↓

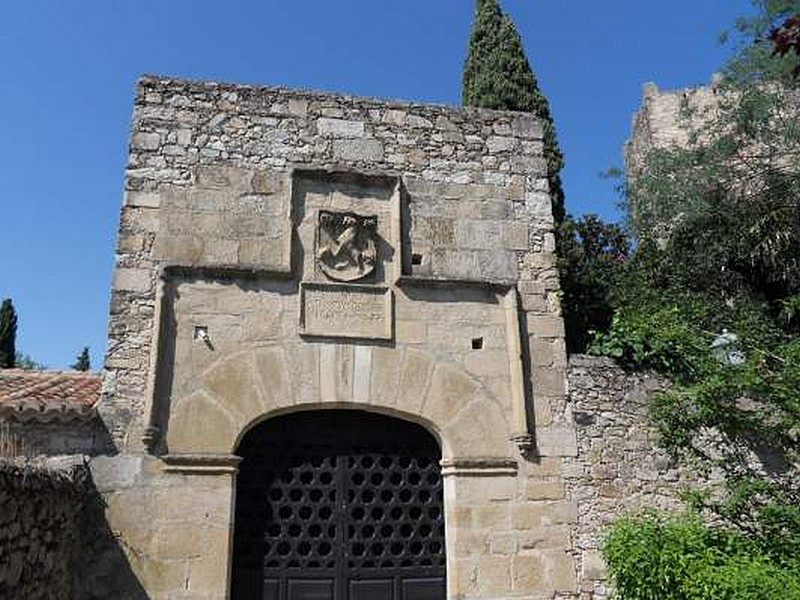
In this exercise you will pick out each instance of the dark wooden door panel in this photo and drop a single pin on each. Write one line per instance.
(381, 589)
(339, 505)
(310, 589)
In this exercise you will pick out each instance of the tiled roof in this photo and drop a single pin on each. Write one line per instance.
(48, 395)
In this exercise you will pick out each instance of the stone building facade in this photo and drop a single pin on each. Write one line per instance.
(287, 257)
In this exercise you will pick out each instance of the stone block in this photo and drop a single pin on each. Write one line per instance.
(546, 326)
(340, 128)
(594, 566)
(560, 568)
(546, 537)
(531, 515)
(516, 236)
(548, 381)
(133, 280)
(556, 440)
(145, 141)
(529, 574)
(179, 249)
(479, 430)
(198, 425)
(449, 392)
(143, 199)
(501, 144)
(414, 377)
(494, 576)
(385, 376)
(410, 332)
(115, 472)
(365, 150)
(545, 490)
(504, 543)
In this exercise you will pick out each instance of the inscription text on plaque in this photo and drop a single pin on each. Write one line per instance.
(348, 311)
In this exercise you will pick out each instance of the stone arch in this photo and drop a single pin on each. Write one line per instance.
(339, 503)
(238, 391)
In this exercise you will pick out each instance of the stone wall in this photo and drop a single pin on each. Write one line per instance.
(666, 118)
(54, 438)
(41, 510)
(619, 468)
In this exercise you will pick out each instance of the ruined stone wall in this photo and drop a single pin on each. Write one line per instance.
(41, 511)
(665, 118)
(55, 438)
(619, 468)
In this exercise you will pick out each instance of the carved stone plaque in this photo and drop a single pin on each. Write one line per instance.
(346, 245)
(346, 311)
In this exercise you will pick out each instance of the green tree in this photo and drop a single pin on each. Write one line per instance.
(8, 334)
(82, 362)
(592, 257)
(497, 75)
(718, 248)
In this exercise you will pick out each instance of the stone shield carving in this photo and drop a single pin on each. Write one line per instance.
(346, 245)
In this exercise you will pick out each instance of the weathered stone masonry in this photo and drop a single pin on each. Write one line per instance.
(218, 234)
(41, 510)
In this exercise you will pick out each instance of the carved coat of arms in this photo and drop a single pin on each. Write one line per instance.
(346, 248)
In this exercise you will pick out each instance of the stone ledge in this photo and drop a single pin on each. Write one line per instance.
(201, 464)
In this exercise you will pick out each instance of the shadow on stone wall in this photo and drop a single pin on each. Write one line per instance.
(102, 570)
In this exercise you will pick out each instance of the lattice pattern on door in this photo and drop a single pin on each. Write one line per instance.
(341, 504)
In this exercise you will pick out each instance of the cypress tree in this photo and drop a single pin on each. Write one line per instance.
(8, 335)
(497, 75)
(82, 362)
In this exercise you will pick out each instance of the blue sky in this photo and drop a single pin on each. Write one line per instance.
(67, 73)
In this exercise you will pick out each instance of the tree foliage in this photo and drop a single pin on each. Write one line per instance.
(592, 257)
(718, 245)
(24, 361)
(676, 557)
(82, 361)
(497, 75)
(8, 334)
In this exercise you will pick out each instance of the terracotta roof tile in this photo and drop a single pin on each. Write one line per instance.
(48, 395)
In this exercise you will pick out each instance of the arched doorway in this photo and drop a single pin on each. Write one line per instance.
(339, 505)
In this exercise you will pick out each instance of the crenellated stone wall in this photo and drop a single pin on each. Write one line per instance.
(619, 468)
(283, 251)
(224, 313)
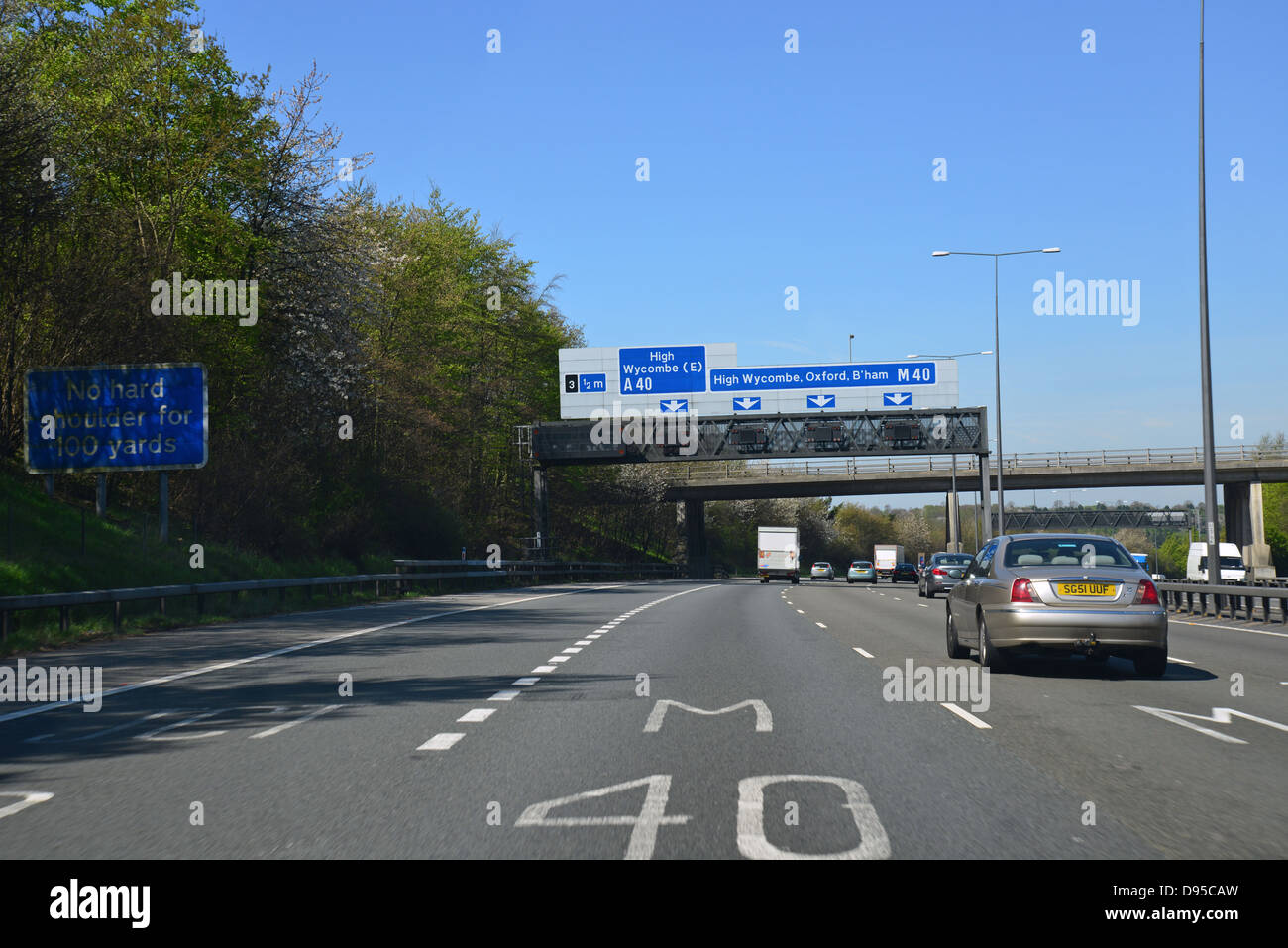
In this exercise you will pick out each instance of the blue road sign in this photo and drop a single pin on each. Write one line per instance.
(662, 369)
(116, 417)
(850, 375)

↑

TO BE DONE
Could you convert the listing above into a JSON list of strings, one string per line, skipping any blank lines? Leave the pictures out.

EXERCISE RESULT
[
  "In this exercise you will pick out each instance of the dark wooden door panel in this photo and drop a single pin on each. Write one line per instance.",
  "(381, 589)",
  "(339, 505)",
  "(310, 589)",
  "In this exercise you will pick out each instance of the tiled roof in this photo and drop a single pin on each. Write one line per instance.",
  "(48, 395)",
  "In this exercise you will pick out each instance of the stone building facade in this photo and drop a single pin on each. Write one line per instance.",
  "(287, 257)",
  "In this exercise you will pick out each instance of the stone block in this photo and drop a single pin on each. Write one line per instance.",
  "(546, 326)",
  "(340, 128)",
  "(594, 566)",
  "(560, 568)",
  "(546, 537)",
  "(531, 515)",
  "(516, 236)",
  "(548, 381)",
  "(133, 280)",
  "(556, 440)",
  "(145, 141)",
  "(529, 574)",
  "(179, 249)",
  "(479, 430)",
  "(198, 425)",
  "(449, 392)",
  "(143, 199)",
  "(501, 144)",
  "(414, 377)",
  "(494, 576)",
  "(385, 376)",
  "(410, 332)",
  "(115, 472)",
  "(365, 150)",
  "(545, 490)",
  "(504, 543)",
  "In this exercise you will pick out each instance of the inscription text on plaque in this photo and drop a single pin on each. Write one line per instance.",
  "(348, 311)",
  "In this exercise you will pick out each instance of the stone arch in this photo and drop a single pin on each. Write one line per instance.",
  "(339, 503)",
  "(238, 391)",
  "In this exercise you will pick out each instance of the stone wall in this photo and drop a single pin on each. Write one line per instance.",
  "(666, 118)",
  "(54, 438)",
  "(41, 510)",
  "(619, 468)",
  "In this exercise you will pick out each instance of the ruined stone wall in this photo and drop a single pin on each. Write one line per instance.",
  "(41, 511)",
  "(665, 118)",
  "(55, 438)",
  "(619, 468)",
  "In this exercise you will pick out each instance of the carved stone plaque in this photo and drop a single pin on each. Write one line per instance.",
  "(346, 245)",
  "(346, 311)",
  "In this exercise you will pick out each instance of the green tree in this photo and drop a single pin on each. Write one line per instance.",
  "(8, 334)",
  "(82, 362)",
  "(592, 257)",
  "(497, 75)",
  "(718, 248)",
  "In this exercise you will pick out each instance of the stone shield carving in this photo and drop a single pin on each. Write one line per instance.",
  "(346, 245)",
  "In this exercise you will pick out each instance of the weathered stone masonry in this photo and drop a single pin on each. Write one line per instance.",
  "(218, 234)",
  "(41, 510)",
  "In this exercise you will pick out each instance of the carved coat of arms in this photo and drop a single pin on each. Write one line per instance.",
  "(346, 248)",
  "In this exercise you will pick out each instance of the stone ledge in this photo and drop a single pin on each. Write one line per instance.",
  "(201, 464)",
  "In this exercise you will pick out each instance of the shadow on stone wall in this photo and drop a single pin on each. Write one line per instance.",
  "(102, 570)",
  "In this exercise you will pick out each instance of the lattice pattern on door in this photo and drop a single pin on each. Write one line per instance.",
  "(341, 504)",
  "In this exercise you will pick out each instance of the cypress tree in this photo and drop a single pin on each. Write one line per instance.",
  "(8, 335)",
  "(497, 75)",
  "(82, 362)",
  "In this exercise you will pick out each instance of the blue sky in this photo and drop a single pin on each. Write one line per instance.",
  "(67, 73)",
  "In this exercise you will pick out each instance of the tree foliage in this photo and drop a single pin on each. Write one line per instance.",
  "(592, 257)",
  "(718, 245)",
  "(24, 361)",
  "(676, 557)",
  "(82, 361)",
  "(497, 75)",
  "(8, 334)",
  "In this exercise you will pick out each instance of the terracotta roof tile in this photo and drop a single pin on each. Write one line per instance.",
  "(48, 395)",
  "In this exercise you will pick out each instance of the arched doorway in this photo and drop a single pin on each. Write one line per instance.",
  "(339, 505)",
  "In this exercise you will pick out each instance of the crenellated stone wall in this photo and drop a single pin on each. Write one line per instance.",
  "(619, 468)",
  "(283, 251)",
  "(224, 313)",
  "In this exercise you will pick out each instance of the blue road sign in this photo and drop a single pin on each. Write one line per instance.",
  "(662, 369)",
  "(116, 417)",
  "(850, 375)"
]